Once you reach the line that holds "of the straw" in the listing below, output it and every line after it through the line that holds "of the electric", word for word.

Entries shown Start Marker

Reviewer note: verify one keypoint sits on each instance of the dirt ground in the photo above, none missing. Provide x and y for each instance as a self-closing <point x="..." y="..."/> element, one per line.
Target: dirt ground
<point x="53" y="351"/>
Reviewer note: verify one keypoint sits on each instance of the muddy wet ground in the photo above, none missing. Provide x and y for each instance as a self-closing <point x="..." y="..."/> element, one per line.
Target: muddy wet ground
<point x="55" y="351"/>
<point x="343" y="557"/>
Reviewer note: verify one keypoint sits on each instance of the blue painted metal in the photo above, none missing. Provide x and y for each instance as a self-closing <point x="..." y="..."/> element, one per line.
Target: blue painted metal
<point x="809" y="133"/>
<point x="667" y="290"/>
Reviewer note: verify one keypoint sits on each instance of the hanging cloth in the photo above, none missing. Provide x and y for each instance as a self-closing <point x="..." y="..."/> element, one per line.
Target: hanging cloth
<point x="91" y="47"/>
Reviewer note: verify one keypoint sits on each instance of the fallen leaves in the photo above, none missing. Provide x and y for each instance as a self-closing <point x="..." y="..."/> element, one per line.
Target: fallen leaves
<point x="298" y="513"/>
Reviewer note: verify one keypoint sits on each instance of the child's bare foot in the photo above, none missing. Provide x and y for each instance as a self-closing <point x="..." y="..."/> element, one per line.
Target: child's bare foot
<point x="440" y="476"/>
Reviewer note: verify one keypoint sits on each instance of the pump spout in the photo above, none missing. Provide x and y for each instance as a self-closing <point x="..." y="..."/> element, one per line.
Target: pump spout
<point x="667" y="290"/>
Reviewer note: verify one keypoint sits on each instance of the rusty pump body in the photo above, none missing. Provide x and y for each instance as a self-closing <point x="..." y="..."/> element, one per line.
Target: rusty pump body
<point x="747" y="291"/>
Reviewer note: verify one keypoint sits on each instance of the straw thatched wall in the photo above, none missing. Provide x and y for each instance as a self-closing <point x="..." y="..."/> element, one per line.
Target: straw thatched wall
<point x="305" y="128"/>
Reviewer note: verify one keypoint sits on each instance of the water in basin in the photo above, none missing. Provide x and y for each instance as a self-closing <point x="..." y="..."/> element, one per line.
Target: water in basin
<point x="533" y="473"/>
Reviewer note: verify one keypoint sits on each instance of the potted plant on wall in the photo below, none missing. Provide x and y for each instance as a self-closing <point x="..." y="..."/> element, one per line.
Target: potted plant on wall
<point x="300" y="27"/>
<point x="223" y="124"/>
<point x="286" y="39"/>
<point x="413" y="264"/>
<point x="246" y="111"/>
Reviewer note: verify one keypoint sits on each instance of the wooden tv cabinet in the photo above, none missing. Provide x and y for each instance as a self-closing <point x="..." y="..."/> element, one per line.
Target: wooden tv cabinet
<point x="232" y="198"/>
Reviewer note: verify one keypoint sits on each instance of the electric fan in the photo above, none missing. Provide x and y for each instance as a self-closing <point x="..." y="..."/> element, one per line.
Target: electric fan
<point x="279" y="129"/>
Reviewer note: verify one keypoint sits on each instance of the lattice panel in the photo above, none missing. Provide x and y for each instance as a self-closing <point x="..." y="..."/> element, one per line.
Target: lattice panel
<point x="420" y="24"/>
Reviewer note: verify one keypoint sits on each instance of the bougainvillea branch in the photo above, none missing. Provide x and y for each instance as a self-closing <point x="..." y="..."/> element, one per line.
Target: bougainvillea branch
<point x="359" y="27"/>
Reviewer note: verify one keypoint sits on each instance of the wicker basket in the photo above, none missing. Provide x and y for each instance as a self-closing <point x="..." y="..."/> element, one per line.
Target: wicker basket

Entries shown End Marker

» Output of the exercise:
Reviewer note: verify one keypoint sits on each instance of the straw thatched wall in the photo above, none missing. Provide x and y for each instance as a self-closing <point x="..." y="..."/> element, one per line.
Target: straw thatched wall
<point x="305" y="128"/>
Reviewer note: verify one keypoint sits on each instance of the water in basin in the photo above, none missing. Provide x and y for each instance as a self-closing <point x="..." y="..."/> element, one per line.
Target: water in basin
<point x="533" y="473"/>
Reviewer note: verify one keypoint sits on each instance of the potted plant on wall in the photo below, none missing. Provide x and y for each instance as a self-closing <point x="..." y="..."/> element, one per line.
Target: potted plant on wall
<point x="300" y="27"/>
<point x="223" y="124"/>
<point x="286" y="39"/>
<point x="413" y="264"/>
<point x="246" y="111"/>
Reviewer note: verify one keypoint sits on each instance of the wooden tv cabinet in the photo above, none missing. Provide x and y for each instance as a self-closing <point x="..." y="..."/> element, one per line.
Target: wooden tv cabinet
<point x="232" y="198"/>
Reviewer note: verify one keypoint sits on each instance of the electric fan in the photo above, none missing. Provide x and y for each instance as a self-closing <point x="..." y="..."/> element, one per line.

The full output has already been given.